Input data:
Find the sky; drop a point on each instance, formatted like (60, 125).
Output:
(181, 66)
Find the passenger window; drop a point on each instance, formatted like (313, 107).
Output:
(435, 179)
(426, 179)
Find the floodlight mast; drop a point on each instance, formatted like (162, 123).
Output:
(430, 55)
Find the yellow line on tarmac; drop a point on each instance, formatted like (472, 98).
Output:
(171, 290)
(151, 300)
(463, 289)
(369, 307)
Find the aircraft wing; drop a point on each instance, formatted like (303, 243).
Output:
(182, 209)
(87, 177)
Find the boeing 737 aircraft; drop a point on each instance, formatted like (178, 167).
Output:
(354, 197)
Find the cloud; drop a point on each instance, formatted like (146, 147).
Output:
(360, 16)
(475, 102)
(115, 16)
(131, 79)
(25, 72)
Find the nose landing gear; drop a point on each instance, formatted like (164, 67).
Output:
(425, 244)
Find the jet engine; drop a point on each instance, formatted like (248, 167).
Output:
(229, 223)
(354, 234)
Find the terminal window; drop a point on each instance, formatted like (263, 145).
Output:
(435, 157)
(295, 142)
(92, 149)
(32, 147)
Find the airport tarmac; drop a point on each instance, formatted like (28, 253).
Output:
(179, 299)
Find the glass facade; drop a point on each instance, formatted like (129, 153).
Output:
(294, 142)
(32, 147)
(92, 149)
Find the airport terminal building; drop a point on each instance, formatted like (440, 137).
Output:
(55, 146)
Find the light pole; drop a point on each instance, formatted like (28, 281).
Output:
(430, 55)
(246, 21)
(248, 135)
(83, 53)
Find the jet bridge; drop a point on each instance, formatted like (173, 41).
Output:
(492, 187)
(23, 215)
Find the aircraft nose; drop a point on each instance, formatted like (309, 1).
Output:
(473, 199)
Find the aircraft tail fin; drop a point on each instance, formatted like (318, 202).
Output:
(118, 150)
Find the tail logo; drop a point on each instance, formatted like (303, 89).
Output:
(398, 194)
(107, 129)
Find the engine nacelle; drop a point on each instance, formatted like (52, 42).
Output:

Required work: Repeat each line, unchanged, from the line that contains "Find the aircraft tail" to the end of the listing above.

Result:
Find the aircraft tail fin; drop a point on each instance, formatted like (318, 202).
Output:
(118, 150)
Find the tail logo; drop a point on each instance, formatted like (303, 89).
Output:
(398, 194)
(107, 129)
Find the engine nacelle; drop a point on each instance, formatted like (52, 42).
Output:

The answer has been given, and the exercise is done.